→ Instruction
Pick out every line in the rows below that contains the word "forklift", and copy each one unchanged.

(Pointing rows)
►

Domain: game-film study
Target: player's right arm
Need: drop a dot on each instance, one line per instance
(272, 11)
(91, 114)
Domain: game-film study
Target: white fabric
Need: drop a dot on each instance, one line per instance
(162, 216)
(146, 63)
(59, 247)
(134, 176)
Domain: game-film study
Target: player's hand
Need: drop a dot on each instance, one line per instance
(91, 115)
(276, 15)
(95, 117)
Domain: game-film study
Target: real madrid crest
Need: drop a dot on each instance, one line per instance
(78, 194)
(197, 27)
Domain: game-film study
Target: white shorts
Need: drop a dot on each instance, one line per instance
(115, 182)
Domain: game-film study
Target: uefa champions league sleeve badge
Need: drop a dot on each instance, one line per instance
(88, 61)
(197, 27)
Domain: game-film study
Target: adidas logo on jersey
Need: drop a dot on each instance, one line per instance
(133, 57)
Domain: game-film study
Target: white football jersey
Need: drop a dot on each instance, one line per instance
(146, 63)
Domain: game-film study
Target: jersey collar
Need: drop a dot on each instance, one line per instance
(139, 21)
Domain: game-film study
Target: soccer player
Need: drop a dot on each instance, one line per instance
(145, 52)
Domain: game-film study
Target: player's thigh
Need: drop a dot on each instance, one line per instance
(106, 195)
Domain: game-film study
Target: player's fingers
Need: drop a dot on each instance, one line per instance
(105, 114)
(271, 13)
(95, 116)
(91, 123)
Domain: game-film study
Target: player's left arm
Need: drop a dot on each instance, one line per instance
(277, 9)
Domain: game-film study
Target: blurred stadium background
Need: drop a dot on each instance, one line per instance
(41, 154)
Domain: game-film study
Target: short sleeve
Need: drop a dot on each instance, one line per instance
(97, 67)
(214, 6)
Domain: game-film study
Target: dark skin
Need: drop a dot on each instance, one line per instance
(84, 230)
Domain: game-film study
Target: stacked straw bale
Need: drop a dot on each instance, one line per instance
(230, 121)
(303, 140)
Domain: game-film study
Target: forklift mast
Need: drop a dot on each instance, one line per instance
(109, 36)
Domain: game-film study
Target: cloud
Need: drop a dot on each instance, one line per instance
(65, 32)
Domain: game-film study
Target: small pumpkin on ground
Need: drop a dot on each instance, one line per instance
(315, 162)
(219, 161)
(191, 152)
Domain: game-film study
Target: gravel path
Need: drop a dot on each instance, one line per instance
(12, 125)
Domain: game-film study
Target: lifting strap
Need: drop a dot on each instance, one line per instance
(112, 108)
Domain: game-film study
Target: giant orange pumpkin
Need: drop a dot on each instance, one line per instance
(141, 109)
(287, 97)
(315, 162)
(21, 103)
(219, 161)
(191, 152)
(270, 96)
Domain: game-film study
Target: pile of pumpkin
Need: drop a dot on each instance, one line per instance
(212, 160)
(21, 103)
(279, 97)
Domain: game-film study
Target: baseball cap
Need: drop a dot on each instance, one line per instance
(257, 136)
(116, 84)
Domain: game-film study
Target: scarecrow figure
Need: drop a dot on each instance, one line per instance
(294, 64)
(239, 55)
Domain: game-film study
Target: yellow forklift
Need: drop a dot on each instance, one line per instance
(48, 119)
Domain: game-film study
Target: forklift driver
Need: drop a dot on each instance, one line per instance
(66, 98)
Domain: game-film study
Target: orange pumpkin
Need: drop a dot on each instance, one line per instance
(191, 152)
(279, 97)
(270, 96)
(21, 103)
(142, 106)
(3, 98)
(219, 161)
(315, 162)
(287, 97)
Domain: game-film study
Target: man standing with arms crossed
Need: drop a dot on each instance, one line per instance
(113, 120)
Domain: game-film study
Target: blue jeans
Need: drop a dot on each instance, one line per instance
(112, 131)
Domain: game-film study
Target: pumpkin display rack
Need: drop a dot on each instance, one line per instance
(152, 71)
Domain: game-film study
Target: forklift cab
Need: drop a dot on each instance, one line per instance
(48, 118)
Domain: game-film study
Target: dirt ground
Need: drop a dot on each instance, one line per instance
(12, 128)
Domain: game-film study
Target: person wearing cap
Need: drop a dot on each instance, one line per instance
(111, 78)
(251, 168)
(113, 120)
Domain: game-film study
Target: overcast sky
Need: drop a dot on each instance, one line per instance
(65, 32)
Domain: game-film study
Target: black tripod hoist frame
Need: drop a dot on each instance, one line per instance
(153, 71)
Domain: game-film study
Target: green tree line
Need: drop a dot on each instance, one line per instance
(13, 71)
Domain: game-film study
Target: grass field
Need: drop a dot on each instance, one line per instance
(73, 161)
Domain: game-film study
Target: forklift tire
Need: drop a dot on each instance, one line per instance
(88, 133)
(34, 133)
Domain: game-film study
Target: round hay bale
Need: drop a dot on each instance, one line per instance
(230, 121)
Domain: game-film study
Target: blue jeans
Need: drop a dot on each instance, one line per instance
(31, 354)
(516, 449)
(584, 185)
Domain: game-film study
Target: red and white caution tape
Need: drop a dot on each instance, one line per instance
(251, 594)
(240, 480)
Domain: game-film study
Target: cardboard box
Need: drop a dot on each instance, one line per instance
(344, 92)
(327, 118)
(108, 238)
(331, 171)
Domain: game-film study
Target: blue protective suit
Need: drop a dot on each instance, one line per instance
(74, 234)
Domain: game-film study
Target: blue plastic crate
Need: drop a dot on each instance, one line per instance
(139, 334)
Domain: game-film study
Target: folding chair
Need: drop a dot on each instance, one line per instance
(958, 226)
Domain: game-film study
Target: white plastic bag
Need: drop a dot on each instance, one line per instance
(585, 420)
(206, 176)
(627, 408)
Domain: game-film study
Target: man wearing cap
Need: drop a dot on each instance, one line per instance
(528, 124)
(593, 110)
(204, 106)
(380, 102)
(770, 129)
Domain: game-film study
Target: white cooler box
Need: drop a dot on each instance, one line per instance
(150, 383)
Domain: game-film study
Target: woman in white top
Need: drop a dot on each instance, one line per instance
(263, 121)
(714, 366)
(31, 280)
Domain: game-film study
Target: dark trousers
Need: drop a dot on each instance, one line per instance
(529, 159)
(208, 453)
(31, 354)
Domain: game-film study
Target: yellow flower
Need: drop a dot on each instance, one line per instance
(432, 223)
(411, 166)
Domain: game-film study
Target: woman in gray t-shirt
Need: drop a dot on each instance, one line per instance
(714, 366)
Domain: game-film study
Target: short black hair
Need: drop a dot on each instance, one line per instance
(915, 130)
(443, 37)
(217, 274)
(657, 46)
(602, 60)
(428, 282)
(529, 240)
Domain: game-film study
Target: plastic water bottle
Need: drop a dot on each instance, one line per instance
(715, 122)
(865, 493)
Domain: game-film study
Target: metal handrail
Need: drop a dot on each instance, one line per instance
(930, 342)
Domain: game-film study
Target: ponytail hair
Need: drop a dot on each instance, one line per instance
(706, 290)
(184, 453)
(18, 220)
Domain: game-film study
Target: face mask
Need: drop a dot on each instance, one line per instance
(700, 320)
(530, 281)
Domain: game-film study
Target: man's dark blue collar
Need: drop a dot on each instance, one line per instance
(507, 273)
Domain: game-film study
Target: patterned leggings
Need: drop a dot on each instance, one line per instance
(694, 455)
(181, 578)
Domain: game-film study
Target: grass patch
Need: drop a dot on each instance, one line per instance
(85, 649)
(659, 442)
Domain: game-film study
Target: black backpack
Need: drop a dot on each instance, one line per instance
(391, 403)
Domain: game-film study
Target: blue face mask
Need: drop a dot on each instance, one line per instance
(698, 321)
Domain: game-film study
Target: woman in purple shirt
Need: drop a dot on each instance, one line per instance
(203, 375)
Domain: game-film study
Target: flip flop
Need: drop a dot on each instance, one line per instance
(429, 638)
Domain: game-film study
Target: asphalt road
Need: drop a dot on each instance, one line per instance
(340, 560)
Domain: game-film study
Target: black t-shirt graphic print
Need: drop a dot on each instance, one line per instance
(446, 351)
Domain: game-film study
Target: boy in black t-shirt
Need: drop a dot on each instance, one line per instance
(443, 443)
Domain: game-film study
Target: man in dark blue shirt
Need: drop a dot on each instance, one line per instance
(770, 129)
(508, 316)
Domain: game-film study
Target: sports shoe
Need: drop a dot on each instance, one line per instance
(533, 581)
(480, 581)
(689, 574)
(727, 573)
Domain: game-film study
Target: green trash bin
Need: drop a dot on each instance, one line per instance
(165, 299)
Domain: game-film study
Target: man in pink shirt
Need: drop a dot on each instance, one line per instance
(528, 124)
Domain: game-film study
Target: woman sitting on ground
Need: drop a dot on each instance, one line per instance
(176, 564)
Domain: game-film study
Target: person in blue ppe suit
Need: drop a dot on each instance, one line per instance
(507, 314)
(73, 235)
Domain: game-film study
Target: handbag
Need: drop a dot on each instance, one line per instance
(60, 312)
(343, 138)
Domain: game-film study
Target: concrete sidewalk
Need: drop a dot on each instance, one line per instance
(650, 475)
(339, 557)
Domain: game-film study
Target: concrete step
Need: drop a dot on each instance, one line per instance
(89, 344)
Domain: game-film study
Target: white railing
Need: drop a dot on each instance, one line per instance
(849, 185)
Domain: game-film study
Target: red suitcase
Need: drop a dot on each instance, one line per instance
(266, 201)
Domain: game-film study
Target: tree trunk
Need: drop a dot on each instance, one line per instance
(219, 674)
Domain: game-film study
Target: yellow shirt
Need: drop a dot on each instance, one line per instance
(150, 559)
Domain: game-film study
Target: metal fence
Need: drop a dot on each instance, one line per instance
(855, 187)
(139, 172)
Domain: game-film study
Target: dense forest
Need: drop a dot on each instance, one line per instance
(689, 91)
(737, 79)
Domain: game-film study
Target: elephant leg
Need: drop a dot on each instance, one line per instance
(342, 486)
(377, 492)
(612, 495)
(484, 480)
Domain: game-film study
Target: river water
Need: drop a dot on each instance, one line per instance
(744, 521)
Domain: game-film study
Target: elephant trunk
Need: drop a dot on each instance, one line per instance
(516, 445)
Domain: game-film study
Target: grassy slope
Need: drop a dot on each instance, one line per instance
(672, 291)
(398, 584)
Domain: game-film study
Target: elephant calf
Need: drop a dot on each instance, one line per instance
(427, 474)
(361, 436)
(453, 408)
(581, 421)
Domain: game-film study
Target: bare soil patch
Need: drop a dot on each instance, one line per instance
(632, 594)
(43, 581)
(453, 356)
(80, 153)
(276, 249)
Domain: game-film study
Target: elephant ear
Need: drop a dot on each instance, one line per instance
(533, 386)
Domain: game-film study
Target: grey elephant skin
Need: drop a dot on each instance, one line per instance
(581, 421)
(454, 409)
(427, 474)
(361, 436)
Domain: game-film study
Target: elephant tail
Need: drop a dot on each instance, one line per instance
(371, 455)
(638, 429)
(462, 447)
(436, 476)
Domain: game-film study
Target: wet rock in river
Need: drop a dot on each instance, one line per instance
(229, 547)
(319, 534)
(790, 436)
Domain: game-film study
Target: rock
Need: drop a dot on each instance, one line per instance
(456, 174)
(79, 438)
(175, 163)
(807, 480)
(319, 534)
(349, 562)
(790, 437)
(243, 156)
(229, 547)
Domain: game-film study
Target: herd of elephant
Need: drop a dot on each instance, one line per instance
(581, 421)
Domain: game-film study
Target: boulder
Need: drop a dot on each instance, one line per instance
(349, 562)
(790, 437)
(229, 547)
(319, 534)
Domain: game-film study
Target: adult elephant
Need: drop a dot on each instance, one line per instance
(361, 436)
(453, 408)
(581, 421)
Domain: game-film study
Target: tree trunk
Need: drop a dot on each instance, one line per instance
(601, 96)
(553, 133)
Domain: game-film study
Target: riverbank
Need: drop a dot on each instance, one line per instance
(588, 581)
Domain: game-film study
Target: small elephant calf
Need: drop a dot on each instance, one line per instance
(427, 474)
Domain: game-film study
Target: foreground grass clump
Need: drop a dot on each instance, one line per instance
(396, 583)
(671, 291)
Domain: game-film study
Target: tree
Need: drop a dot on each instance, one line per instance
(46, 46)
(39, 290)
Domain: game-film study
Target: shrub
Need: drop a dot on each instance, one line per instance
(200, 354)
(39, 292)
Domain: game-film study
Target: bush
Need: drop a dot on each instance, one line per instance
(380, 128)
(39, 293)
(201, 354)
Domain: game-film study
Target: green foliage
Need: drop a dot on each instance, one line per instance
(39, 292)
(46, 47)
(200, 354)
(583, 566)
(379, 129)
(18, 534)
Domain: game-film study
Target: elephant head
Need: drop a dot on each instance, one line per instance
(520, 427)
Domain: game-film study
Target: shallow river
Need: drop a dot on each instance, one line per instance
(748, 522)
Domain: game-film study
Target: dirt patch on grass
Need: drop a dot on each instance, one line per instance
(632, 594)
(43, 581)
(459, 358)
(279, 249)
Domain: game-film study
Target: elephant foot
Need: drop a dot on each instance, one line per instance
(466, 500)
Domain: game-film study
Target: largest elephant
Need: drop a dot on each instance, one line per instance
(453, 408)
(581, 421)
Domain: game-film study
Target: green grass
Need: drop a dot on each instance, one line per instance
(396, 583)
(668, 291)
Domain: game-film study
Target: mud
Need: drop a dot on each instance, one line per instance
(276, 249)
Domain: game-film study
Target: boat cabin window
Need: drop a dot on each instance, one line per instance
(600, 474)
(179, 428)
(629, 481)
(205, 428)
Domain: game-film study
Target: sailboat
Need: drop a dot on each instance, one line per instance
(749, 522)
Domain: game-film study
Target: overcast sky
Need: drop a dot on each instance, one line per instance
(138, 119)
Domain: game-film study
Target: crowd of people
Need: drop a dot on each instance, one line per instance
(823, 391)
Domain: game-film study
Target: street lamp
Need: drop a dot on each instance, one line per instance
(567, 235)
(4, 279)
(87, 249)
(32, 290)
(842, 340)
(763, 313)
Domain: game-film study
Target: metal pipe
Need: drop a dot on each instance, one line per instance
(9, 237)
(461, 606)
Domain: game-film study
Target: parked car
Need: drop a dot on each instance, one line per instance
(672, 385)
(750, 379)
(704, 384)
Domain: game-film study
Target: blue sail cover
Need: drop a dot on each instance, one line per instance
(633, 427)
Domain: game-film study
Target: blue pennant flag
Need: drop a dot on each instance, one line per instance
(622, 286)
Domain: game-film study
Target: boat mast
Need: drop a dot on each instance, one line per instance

◄

→ Written answer
Target: forklift mast
Target: yellow forklift
Target: forklift driver
Target: forklift cab
Target: forklift tire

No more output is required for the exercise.